## Exercise:
Only the lines from the line containing "Target: grain header with reel" to the end of the entries should be repeated, exactly as they appear.

(Dataset entries)
────────────────────────────────────────
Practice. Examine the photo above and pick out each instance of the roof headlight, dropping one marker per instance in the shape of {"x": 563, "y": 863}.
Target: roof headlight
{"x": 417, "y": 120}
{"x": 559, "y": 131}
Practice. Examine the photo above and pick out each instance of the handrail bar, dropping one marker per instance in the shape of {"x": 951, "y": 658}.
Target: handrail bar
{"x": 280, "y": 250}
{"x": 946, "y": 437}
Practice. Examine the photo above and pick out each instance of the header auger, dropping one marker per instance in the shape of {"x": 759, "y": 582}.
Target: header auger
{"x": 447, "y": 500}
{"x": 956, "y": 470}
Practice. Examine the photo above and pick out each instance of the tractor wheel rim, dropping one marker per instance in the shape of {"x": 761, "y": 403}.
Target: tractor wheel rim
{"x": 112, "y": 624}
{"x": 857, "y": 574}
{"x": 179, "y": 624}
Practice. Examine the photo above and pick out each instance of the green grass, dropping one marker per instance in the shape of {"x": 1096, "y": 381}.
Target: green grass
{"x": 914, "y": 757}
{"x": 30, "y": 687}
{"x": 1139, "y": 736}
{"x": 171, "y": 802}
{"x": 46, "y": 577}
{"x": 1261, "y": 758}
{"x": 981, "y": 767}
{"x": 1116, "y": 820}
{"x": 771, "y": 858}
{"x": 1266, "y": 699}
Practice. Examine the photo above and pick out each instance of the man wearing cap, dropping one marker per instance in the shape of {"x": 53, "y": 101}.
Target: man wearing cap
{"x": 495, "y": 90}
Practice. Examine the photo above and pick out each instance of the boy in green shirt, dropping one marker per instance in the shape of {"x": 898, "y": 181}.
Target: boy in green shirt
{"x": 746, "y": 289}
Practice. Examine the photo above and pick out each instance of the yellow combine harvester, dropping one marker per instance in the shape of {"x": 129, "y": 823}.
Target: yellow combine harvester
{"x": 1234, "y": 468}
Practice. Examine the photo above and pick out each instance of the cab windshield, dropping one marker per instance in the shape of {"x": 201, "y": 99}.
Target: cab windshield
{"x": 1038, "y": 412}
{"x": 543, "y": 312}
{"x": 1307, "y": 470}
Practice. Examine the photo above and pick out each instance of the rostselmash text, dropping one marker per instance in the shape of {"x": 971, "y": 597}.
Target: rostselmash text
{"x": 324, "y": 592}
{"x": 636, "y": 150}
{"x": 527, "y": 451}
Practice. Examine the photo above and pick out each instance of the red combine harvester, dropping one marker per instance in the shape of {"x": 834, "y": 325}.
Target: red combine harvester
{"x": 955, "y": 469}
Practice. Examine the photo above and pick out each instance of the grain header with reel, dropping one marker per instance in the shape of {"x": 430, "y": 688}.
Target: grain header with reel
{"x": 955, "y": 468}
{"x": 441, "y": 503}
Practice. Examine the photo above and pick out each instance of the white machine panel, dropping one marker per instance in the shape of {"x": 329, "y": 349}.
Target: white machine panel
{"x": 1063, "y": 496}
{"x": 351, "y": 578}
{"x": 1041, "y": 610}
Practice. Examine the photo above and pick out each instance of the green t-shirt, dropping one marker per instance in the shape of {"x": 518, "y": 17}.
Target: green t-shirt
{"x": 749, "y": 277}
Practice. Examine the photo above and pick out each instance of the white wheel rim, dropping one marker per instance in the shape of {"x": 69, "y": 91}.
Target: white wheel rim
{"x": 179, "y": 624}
────────────────────────────────────────
## Task answer:
Target: grain header with reel
{"x": 955, "y": 468}
{"x": 441, "y": 503}
Practice. Examine the photo above and pick out each instance of the white machine panel, dropping one marker per instance in the shape of {"x": 329, "y": 349}.
Target: white machine panel
{"x": 1063, "y": 496}
{"x": 351, "y": 578}
{"x": 1041, "y": 610}
Practice. Examine the photo above and pick out each instance of the green t-shirt, dropping one marker per instance in the shape of {"x": 518, "y": 17}.
Target: green t-shirt
{"x": 749, "y": 277}
Practice. Examine the photo above and pick out each instance of the white wheel rim, dropping one marker per instance in the shape of {"x": 69, "y": 91}.
Target: white wheel rim
{"x": 179, "y": 624}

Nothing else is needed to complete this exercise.